## Work instructions
Give only the number of lines in the records below that contain the word "black".

* BEGIN Data for processing *

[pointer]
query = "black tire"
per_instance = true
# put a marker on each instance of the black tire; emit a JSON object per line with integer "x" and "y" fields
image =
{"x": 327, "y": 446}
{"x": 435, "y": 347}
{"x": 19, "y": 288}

* END Data for processing *
* BEGIN Data for processing *

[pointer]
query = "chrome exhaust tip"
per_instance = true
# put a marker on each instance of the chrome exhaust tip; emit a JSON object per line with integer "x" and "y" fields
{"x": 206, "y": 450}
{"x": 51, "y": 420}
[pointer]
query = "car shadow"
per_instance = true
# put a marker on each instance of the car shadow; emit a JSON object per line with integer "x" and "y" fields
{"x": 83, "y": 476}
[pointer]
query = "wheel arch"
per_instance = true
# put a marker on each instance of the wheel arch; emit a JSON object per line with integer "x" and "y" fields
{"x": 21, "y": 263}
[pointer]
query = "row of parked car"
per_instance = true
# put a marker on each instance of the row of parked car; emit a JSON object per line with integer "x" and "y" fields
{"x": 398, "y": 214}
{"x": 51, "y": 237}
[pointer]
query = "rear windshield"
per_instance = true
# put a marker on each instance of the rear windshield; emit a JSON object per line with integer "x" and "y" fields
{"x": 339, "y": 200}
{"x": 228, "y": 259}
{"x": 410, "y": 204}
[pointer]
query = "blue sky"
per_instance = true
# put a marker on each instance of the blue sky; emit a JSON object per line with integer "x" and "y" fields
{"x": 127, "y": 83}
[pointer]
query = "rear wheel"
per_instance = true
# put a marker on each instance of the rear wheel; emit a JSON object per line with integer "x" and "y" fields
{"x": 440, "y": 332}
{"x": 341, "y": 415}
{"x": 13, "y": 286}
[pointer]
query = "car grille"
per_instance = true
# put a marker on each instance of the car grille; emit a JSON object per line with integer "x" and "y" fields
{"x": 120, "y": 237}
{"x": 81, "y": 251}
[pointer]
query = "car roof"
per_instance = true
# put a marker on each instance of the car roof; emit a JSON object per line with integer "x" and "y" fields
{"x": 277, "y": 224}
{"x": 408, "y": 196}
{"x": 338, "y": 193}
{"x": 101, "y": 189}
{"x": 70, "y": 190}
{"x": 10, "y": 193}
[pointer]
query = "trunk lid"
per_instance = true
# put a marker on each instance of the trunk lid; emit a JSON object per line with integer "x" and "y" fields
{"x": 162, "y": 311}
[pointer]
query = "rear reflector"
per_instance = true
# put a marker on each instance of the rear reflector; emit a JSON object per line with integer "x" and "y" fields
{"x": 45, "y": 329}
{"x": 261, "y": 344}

* END Data for processing *
* BEGIN Data for processing *

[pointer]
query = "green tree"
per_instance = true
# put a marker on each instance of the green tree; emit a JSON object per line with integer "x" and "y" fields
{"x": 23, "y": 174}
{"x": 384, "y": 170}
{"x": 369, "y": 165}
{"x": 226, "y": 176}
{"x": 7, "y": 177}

* END Data for processing *

## Output for this exercise
2